▸ What is asked:
Pick out each line in the listing below that contains the word "green", and copy those lines in full.

▸ Record list:

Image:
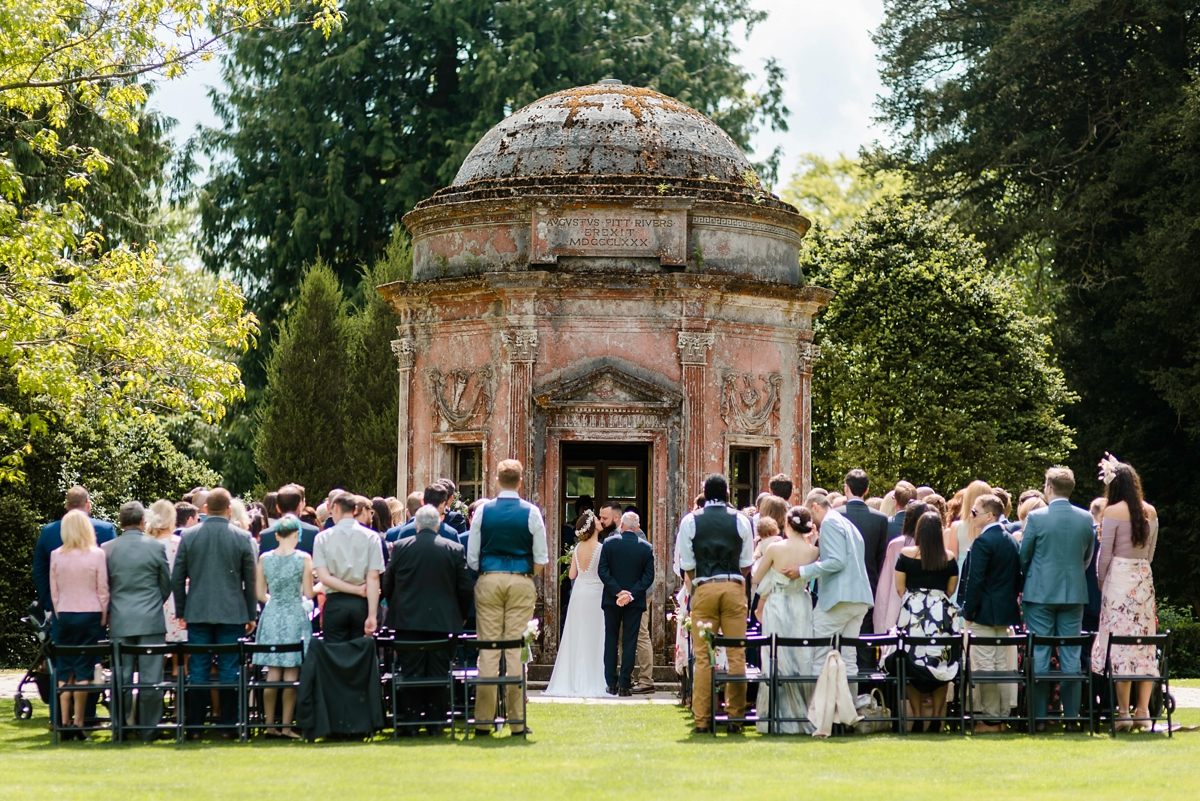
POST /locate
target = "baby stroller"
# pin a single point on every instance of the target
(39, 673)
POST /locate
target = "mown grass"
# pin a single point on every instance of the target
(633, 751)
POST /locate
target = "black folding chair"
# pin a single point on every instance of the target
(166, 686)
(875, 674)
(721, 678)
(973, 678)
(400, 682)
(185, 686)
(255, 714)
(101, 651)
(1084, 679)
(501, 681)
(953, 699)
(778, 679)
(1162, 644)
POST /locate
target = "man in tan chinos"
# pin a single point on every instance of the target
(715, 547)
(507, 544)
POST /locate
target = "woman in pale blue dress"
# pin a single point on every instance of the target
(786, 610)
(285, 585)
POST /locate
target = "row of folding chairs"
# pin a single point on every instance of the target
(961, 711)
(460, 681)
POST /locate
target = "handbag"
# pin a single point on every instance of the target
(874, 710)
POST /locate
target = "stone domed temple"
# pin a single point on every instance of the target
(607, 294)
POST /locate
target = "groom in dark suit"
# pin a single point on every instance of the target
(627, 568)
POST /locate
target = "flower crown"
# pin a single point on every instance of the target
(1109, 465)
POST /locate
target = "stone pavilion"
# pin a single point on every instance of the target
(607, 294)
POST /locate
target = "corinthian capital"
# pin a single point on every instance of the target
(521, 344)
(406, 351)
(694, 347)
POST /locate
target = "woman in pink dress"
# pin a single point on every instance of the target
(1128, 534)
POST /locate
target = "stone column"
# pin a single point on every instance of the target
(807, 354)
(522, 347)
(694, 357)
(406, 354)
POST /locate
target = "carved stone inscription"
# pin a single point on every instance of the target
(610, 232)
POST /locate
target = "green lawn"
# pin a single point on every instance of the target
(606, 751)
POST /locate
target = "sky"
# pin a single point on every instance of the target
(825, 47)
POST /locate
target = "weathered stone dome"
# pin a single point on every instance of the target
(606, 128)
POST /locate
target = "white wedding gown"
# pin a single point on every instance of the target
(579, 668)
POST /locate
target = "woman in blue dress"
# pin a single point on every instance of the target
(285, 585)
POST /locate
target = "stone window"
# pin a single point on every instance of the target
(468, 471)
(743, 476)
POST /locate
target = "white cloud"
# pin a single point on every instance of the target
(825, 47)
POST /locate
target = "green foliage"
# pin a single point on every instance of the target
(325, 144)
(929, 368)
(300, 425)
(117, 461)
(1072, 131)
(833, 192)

...

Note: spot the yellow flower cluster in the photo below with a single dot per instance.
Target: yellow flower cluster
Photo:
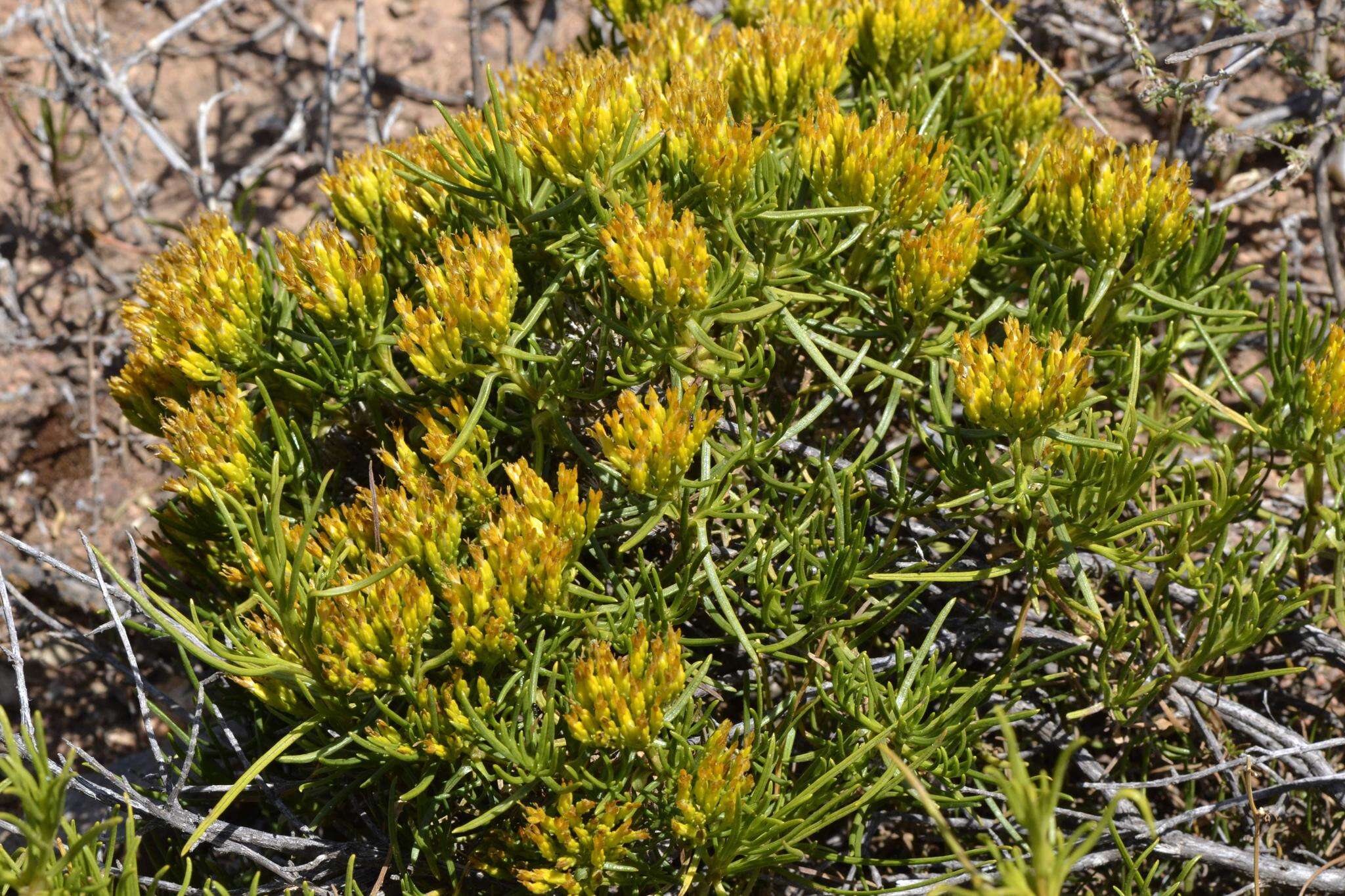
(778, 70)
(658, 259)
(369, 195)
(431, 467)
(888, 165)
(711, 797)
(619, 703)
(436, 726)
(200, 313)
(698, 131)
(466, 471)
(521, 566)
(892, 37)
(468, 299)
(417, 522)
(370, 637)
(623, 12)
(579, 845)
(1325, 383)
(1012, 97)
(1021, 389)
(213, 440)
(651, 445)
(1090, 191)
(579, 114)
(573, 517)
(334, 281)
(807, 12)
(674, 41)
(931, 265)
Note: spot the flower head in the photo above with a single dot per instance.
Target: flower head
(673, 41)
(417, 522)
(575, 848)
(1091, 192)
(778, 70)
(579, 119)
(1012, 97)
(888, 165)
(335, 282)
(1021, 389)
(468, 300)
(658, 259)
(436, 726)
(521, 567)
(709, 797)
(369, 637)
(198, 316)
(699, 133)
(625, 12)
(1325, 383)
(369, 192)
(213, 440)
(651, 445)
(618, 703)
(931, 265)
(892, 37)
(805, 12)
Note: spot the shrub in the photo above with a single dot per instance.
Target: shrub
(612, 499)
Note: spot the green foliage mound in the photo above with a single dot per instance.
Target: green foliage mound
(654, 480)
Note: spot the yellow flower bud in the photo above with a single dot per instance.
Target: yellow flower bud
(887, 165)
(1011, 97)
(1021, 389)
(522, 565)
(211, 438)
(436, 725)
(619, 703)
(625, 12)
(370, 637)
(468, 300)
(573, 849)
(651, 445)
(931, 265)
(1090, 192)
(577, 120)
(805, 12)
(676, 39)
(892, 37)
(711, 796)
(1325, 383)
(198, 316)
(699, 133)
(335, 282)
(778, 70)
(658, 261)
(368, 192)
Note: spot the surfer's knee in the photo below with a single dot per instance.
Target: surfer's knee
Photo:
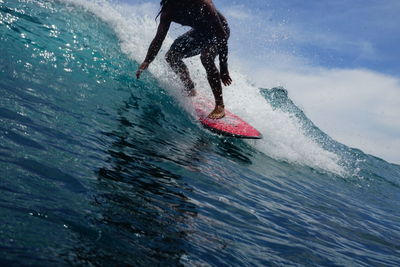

▸ Output for this exercise:
target = "green lawn"
target = "green foliage"
Note: spot the green foliage mound in the photo above with a single dot per instance.
Target: green foliage mound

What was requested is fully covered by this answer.